─── TASK INPUT

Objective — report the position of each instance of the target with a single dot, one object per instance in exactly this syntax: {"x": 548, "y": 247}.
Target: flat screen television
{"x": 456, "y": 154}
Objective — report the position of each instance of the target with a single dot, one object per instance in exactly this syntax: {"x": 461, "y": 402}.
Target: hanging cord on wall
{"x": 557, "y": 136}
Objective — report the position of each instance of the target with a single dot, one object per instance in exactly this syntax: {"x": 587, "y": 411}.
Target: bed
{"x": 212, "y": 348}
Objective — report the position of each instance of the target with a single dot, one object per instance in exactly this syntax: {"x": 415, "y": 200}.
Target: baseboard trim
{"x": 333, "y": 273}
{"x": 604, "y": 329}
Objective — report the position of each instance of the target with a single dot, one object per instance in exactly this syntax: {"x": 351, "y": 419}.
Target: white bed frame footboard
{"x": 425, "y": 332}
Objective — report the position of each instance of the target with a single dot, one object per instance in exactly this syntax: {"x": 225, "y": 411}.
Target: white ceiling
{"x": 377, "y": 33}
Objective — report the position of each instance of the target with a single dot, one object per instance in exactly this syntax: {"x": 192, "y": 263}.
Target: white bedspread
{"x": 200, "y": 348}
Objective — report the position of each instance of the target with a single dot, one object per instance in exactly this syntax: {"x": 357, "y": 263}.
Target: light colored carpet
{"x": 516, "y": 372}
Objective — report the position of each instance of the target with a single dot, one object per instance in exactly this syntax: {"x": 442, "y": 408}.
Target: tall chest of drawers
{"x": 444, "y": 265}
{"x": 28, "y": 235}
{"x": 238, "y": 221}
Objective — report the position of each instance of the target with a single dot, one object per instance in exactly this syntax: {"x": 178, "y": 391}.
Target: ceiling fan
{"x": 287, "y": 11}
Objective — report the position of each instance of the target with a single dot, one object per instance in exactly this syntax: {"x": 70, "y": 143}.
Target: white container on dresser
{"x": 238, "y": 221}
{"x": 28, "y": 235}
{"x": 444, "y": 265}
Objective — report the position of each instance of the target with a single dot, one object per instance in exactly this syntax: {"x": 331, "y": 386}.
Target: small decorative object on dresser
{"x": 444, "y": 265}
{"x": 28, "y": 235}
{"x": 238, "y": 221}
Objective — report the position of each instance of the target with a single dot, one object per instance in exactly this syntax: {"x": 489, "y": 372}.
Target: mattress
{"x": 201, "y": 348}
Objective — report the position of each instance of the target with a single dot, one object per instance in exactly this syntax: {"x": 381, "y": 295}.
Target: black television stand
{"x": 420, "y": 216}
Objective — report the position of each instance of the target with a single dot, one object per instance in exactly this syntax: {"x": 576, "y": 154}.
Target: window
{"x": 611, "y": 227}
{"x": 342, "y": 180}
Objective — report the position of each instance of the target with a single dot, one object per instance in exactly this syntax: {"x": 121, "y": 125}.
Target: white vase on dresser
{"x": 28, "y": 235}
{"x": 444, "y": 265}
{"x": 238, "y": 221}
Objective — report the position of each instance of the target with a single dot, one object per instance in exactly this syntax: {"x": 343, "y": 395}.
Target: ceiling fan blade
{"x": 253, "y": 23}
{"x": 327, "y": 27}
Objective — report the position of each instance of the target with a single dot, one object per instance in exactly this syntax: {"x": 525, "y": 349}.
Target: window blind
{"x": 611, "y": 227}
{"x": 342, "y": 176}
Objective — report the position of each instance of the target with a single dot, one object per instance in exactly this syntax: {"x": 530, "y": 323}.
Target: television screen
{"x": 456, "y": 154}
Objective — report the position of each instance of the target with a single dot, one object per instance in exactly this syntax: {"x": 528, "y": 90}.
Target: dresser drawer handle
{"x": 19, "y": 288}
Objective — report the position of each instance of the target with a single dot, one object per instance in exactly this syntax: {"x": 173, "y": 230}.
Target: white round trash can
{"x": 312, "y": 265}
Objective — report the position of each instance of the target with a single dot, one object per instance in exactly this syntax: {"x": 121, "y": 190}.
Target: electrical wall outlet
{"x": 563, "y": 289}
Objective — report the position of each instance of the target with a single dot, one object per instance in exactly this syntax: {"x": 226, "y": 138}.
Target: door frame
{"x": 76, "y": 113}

──────

WHAT IS EXPECTED: The entire listing is to be retyped exactly.

SOLUTION FOR THIS PROBLEM:
Objective — report the position of each instance of the target with a single dot, one object per instance in exactly this syntax: {"x": 548, "y": 247}.
Target: flat screen television
{"x": 456, "y": 154}
Objective — report the position of each instance of the target with a single dot, one object per instance in exactly this syntax: {"x": 461, "y": 402}.
Target: hanging cord on wall
{"x": 557, "y": 136}
Objective — report the position of each instance of the target with a single dot, one object per instance in exactly this syntax: {"x": 587, "y": 411}.
Target: bed
{"x": 212, "y": 348}
Objective — report the position of each instance of the target with a single dot, one object per instance in exactly this syntax: {"x": 415, "y": 200}.
Target: baseboard trim
{"x": 333, "y": 273}
{"x": 604, "y": 329}
Objective — report the position of each instance of the target with a single dot, one object per instance in exactly this syntax: {"x": 351, "y": 419}.
Target: white bed frame footboard
{"x": 425, "y": 332}
Objective — report the position of each instance of the target with a single dot, one object per instance in exactly this syntax: {"x": 225, "y": 411}.
Target: white ceiling
{"x": 377, "y": 33}
Objective — report the position of each instance of the target with a single dot, one object per instance in exactly this syntax: {"x": 192, "y": 263}.
Target: white bedspread
{"x": 200, "y": 348}
Objective — report the position of each instance of the target with a single dot, one object per instance in exactly this syntax: {"x": 357, "y": 263}.
Target: light colored carpet
{"x": 516, "y": 372}
Objective — report the position of each instance of the target with a single dot, one object per instance in exactly this syntax: {"x": 442, "y": 408}.
Target: tall chest of drawers
{"x": 444, "y": 265}
{"x": 28, "y": 235}
{"x": 238, "y": 221}
Objective — report the position of each instance of the target with a single dot, one object per instance in exactly this syntax: {"x": 178, "y": 391}.
Target: ceiling fan
{"x": 287, "y": 11}
Objective — report the position of each instance of the target with a single dot, one object per instance in exactly this syntax: {"x": 70, "y": 143}.
Target: white container on dresser
{"x": 238, "y": 221}
{"x": 28, "y": 235}
{"x": 444, "y": 265}
Objective — report the position of each instance of the target with a single dot, one object per instance in exactly this syntax: {"x": 331, "y": 386}.
Target: small decorative object on dresser
{"x": 444, "y": 265}
{"x": 28, "y": 235}
{"x": 238, "y": 221}
Objective — report the position of each instance of the target with a single dot, one object per instance in exactly this syntax: {"x": 489, "y": 372}.
Target: mattress
{"x": 201, "y": 348}
Objective — report the position of each instance of the target with a single dot, one object per instance in exactly this syntax: {"x": 381, "y": 295}.
Target: black television stand
{"x": 420, "y": 216}
Objective — report the position of each instance of the target with a single dot, one object per instance in exactly this syntax: {"x": 576, "y": 154}.
Target: window
{"x": 611, "y": 227}
{"x": 342, "y": 180}
Objective — report the position of each instance of the target with a single dot, one object per instance in exactly this syntax: {"x": 121, "y": 125}.
Target: white vase on dresser
{"x": 28, "y": 235}
{"x": 444, "y": 265}
{"x": 238, "y": 221}
Objective — report the position of each instance of the target with a single dot, one object per instance in exactly this syntax: {"x": 343, "y": 395}.
Target: ceiling fan blade
{"x": 253, "y": 23}
{"x": 327, "y": 27}
Objective — report the position of each instance of the target with a single dot, one object per instance in exactly this syntax: {"x": 525, "y": 349}.
Target: window blind
{"x": 611, "y": 227}
{"x": 342, "y": 176}
Objective — report the position of each instance of the target with a single dot, one object per instance in exactly this syntax: {"x": 530, "y": 323}.
Target: television screen
{"x": 456, "y": 154}
Objective — report the position of each instance of the target with a single dot, one object per instance in exactly this syntax: {"x": 528, "y": 90}.
Target: dresser drawer handle
{"x": 19, "y": 288}
Objective — report the position of each instance of the target with a single dot, one object per instance in exactly this syntax: {"x": 173, "y": 230}.
Target: white round trash can
{"x": 312, "y": 265}
Objective — report the position of each instance of the target with a single dot, one object per instance in exactly this syntax: {"x": 121, "y": 190}.
Target: electrical wall outlet
{"x": 563, "y": 289}
Objective — report the position of each instance of the target with a single dot, one object per instance in exactly this syntax: {"x": 226, "y": 138}.
Target: door frame
{"x": 76, "y": 113}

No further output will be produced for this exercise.